Sea Turtle Adoption


To the Hawaiians sea turtles or “Honu" are sacred creatures. They embody good luck, protection, endurance, and long life. With every stay we host, a donation is made to Maui Ocean Center Marine Institute. These donations directly support the rescue, rehabilitation, and release of the turtle patients on the island of Maui. Every guest receives a digital personalized adoption certificate. We will be glad to provide photos/videos of adopted turtle's release as soon as it happens.

Year 2022

Release of Adopted Turtles

- Mana, a turtle from Hawaiʻi island. After treatment at MOCMI, she was flown back home and released on her island. 9 of our guests adopted Mana🤙 - Beet, a juvenile honu, from Wahikuli Wayside Park in Lāhaina. After treatment at MOCMI she was released. 3 of our guests adopted Beet🤙 - Pumpkin, a sub-adult honu, was rescued from Hoʻokipa Beach Park and released after necessary treatment. 4 of our guests adopted Pumpkin🤙


MOC Marine Institute (MOCMI) responds to reports, rescues, and rehabilitates sick and injured sea turtles on the island of Maui, HI. To report a sick or injured sea turtle, please contact 24-hour Sea Turtle Stranding Response Hotline at (888) 256-9840.

# Data

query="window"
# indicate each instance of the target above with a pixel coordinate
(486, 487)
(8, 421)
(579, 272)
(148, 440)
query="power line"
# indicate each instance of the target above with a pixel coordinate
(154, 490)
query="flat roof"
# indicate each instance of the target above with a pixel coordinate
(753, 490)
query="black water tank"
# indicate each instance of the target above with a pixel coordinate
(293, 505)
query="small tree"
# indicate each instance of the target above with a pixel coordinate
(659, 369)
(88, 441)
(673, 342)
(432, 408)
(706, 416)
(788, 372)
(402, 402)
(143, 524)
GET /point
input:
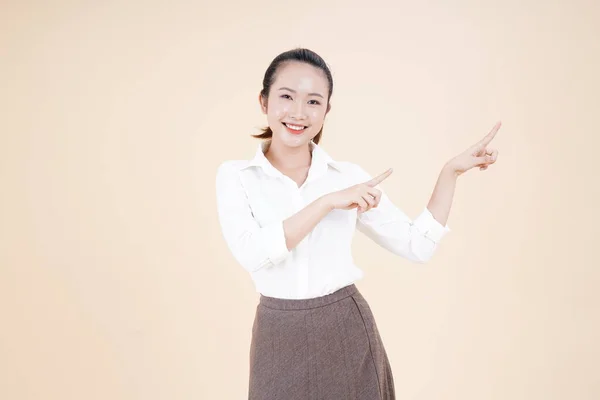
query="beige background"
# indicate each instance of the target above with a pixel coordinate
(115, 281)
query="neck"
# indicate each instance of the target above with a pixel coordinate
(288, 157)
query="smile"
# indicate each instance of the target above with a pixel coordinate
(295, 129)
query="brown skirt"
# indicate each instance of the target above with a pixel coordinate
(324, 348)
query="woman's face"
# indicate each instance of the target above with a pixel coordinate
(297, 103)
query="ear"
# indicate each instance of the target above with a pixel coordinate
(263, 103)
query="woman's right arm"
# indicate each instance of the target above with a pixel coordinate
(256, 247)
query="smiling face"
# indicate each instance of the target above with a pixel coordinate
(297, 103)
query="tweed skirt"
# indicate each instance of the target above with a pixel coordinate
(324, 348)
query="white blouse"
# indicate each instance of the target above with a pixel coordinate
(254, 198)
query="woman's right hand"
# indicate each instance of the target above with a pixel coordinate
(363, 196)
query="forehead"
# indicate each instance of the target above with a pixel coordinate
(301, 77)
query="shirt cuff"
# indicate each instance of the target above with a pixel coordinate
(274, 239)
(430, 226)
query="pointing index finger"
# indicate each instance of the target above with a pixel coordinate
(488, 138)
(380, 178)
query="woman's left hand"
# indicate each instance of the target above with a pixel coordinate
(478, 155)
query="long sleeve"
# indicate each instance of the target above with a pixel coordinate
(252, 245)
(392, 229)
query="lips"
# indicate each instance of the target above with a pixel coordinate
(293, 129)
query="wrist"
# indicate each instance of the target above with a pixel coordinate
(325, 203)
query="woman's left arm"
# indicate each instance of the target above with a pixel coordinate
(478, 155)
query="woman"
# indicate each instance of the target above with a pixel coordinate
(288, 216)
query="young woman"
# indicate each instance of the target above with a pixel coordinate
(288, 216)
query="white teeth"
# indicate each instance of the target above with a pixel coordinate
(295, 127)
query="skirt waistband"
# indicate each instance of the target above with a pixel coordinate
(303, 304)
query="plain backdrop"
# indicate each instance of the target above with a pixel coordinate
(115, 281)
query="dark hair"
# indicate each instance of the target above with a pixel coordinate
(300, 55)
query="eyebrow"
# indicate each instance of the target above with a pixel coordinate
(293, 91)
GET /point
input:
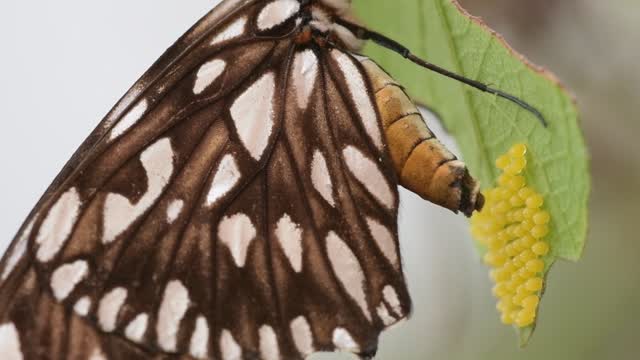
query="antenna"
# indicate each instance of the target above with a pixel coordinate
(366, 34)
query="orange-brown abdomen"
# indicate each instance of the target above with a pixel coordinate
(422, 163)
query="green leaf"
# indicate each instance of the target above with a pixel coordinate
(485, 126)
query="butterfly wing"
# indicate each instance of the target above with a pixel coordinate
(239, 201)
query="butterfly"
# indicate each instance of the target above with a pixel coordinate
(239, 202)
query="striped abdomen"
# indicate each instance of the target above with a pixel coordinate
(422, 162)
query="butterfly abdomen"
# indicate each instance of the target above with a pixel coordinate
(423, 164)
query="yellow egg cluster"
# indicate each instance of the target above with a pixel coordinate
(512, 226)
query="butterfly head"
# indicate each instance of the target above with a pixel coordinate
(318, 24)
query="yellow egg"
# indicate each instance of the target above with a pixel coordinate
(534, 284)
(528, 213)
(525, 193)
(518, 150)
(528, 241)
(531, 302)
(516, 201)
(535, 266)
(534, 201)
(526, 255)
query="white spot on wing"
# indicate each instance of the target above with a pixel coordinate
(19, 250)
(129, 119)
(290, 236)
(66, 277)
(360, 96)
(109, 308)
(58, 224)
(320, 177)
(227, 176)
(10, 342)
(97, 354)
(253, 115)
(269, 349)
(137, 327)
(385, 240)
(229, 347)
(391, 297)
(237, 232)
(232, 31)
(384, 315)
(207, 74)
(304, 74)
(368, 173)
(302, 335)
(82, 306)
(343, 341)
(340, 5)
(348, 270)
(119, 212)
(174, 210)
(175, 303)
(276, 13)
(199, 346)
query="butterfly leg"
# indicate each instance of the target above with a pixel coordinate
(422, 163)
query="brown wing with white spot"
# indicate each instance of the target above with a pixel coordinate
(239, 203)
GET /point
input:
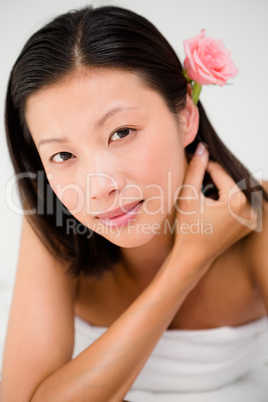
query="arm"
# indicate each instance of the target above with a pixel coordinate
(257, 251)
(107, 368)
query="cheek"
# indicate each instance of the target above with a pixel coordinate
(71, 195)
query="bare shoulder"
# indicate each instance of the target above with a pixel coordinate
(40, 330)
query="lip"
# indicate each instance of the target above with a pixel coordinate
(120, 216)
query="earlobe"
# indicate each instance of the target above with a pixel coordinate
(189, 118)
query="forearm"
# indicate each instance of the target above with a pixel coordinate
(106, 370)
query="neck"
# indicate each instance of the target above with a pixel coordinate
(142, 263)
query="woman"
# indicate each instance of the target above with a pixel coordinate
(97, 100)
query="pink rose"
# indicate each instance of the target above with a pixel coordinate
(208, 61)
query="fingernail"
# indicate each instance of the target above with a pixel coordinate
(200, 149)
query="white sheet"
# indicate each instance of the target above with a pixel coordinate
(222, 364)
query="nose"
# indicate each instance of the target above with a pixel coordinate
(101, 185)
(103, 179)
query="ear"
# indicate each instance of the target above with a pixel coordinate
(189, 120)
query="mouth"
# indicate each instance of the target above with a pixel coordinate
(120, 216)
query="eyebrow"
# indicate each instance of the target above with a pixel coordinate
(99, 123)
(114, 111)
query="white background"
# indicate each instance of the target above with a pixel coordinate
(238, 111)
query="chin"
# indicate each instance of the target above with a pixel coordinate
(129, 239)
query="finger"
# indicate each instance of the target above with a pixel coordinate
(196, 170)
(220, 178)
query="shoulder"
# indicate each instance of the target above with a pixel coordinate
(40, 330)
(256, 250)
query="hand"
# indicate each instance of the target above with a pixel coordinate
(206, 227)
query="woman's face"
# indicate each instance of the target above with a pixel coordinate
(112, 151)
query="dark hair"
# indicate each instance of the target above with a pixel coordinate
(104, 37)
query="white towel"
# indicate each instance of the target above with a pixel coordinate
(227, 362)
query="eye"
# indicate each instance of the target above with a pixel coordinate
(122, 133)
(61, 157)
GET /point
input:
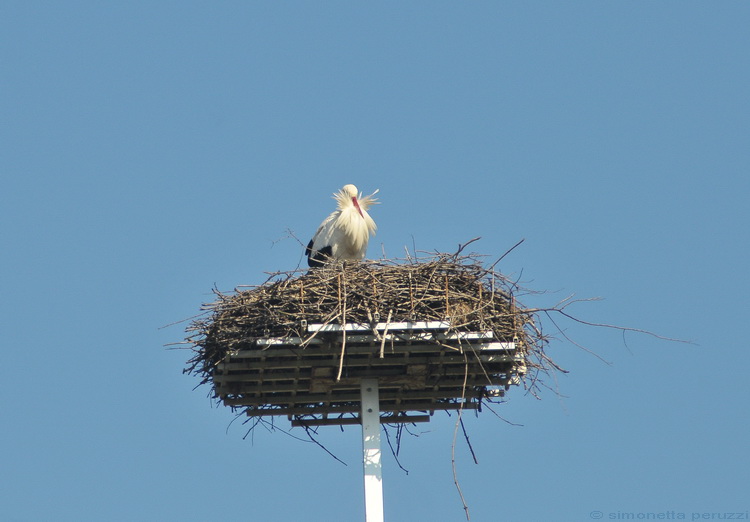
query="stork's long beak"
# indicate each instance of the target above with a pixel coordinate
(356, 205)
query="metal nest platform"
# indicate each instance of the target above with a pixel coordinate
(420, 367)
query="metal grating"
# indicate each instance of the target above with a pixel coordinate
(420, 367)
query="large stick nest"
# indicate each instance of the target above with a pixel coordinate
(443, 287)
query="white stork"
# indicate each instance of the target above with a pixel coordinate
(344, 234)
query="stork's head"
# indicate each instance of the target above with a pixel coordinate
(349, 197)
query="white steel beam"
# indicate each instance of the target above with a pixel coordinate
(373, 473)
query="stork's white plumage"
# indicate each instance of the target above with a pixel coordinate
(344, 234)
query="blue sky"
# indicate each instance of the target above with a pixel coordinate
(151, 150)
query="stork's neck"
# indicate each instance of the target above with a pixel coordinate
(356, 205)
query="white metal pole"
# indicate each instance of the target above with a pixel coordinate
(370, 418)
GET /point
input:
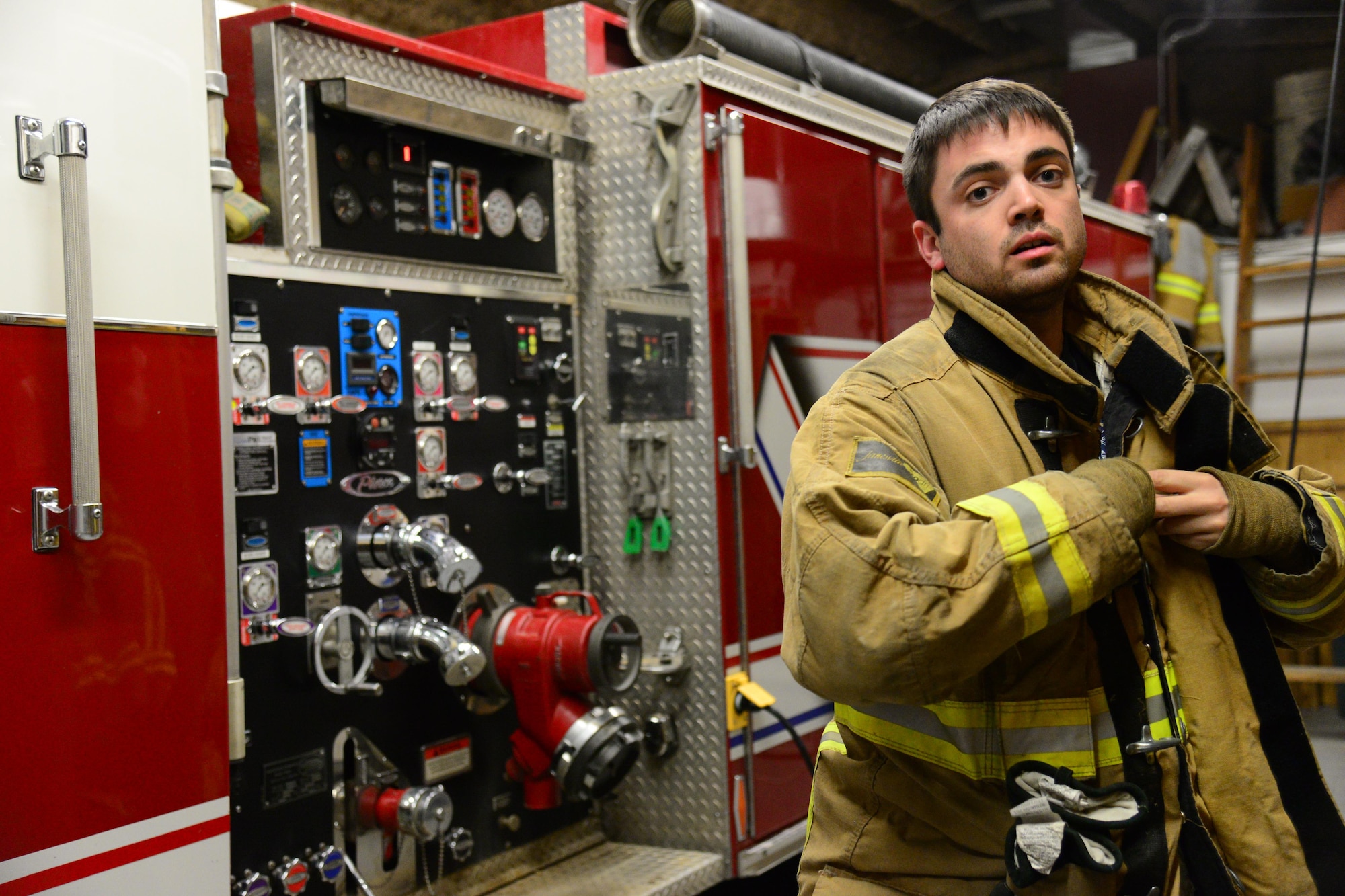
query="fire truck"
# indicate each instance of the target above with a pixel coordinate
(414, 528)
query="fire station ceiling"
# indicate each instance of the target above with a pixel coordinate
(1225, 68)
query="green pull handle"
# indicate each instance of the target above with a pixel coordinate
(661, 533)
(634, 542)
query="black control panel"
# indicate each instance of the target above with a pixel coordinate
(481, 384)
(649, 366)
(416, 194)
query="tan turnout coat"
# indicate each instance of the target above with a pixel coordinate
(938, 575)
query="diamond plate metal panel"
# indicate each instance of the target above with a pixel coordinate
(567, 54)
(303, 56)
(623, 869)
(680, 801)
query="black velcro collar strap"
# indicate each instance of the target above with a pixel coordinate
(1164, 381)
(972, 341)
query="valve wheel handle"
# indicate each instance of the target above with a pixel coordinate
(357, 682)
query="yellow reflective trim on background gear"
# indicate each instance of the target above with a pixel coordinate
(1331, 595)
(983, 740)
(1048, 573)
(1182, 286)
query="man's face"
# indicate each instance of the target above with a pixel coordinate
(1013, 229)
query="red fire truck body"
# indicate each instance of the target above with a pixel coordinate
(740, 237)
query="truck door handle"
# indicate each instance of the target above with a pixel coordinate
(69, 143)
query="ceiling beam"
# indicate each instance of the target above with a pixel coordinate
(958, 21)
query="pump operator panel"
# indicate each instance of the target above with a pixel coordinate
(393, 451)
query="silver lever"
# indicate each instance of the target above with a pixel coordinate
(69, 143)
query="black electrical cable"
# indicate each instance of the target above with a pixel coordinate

# Work request
According to the sea turtle adoption page, how many guests adopted Pumpkin? The rows have no connection to the sea turtle adoption page.

# Reply
Four guests adopted Pumpkin.